Text section:
Since well before the arrival of COVID-19 acceleration of decentralized clinical trial (DCT) use, drug development professionals have been weighing the risks, benefits, and costs of adopting the format. Now, an analytical collaboration between Medable and the Tufts Center for the Study of Drug Development (CSDD) examining the potential return on investment (ROI) associated with DCTs indicates that diving into decentralized just might be worth the effort.
During the recent DIA Annual Meeting, Pam Tenaerts (Medable’s chief scientific officer) and Ken Getz (CSDD executive director) presented “The Financial Return on Investment of DCTs, a session discussing how putting money and time into decentralized clinical trials can not only help studies survive during trying times (like the COVID-19 pandemic) but it also can pay off in numerous ways.
“It's really amazing when you get to deliver data that shows that not only are you doing the right thing, it's actually the most sensible thing from a financial perspective,” Tenaerts remarked.
Tenaerts talked about the work Medable commissioned from the Tufts CSDD group to dive into the matter.
“This is what I believe to be one of the first hard metrics around DCTs—it’s a financial one, but it's based on some operational metrics as well,” she said. “We are committed to providing metrics and data for responsible DCT adoption, and this is just the first step in that journey; we are committed to providing evidence metrics, key studies, and best practices around a slew of these things that we really need to understand about DCTs and how they affect clinical trials.”
According to Tenaerts, DCTs do (at least at the beginning of the adoption and transition process) require more money to get started, but it does pay off. Compared to a “brick and mortar” onsite trial, the investment in a DCT seemingly begins showing an ROI sooner.
Getz said at the outset, the Medable-Tufts analysis sought to answer the question of why measuring the ROI of DCTs is important, a process that is ongoing: “As we collect more data, we will know so much more about the impact that DCT has on many of the value drivers, including, speed, quality efficiency, risk, and cost,” Getz advised.
Additionally, Getz pointed out, the pandemic accelerated the adoption of DCTs in an unprecedented way.
“The typical adoption of a technology supporting clinical trial execution takes about six years,” he said. “There's that planning and initiation stage, there's an evaluation stage—each a little more than a year long. There's the period that long period that companies take to evaluate their pilot tests and choose to ultimately move forward with a full implementation.”
With the COVID-19 pandemic crashing down on the industry and bringing studies to a halt, though, trial teams did not necessarily have the luxury of a long lead time.
“We did not have the opportunity to follow many of these traditional stages for some organizations,” Getz said. “The adoption of DCTs was almost instantaneous with no real piloting effort; they just jumped right into it.”
The analysis at the heart of the discussion examined real data whenever possible, Getz said, and examined protocols supported by DCT solutions as well as those with no virtual or remote support. Parameters examined included standard development, commercialization, and performance.

Problem: Echo the passage of the article on decentralized clinical trials between "Since well before" and "in numerous ways.", inclusive.

Data for analysis:
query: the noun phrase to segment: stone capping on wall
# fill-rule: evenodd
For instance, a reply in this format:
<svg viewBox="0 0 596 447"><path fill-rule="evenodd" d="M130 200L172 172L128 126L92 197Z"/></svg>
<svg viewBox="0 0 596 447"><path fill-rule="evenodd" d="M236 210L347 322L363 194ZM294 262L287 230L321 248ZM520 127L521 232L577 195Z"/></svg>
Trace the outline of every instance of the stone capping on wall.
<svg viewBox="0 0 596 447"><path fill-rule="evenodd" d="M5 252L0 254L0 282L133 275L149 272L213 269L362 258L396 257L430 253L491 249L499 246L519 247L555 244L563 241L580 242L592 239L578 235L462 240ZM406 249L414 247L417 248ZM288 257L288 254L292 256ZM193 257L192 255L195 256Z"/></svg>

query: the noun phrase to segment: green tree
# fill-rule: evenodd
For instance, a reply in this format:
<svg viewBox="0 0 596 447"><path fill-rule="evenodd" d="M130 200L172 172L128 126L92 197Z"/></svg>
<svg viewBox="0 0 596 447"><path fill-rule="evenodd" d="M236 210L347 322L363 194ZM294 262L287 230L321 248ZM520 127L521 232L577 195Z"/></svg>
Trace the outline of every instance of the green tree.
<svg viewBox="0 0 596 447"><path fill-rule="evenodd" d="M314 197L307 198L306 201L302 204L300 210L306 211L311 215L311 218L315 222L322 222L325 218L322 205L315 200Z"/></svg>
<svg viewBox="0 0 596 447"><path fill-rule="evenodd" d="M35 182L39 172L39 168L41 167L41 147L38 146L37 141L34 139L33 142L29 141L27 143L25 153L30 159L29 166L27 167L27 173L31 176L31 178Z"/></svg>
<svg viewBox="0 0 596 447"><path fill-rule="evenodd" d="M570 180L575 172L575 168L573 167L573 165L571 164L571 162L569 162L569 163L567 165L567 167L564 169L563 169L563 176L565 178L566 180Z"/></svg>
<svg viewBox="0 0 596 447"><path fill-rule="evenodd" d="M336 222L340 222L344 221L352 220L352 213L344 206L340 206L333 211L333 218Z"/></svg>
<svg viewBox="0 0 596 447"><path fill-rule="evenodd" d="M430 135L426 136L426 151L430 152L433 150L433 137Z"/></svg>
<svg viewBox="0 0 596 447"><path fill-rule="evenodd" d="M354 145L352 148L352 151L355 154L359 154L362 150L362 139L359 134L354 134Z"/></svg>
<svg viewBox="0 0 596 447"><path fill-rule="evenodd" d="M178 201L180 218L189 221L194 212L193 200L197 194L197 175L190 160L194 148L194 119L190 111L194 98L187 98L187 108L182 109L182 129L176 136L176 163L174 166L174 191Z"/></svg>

Solution for this problem:
Since well before the arrival of COVID-19 acceleration of decentralized clinical trial (DCT) use, drug development professionals have been weighing the risks, benefits, and costs of adopting the format. Now, an analytical collaboration between Medable and the Tufts Center for the Study of Drug Development (CSDD) examining the potential return on investment (ROI) associated with DCTs indicates that diving into decentralized just might be worth the effort.
During the recent DIA Annual Meeting, Pam Tenaerts (Medable’s chief scientific officer) and Ken Getz (CSDD executive director) presented “The Financial Return on Investment of DCTs, a session discussing how putting money and time into decentralized clinical trials can not only help studies survive during trying times (like the COVID-19 pandemic) but it also can pay off in numerous ways.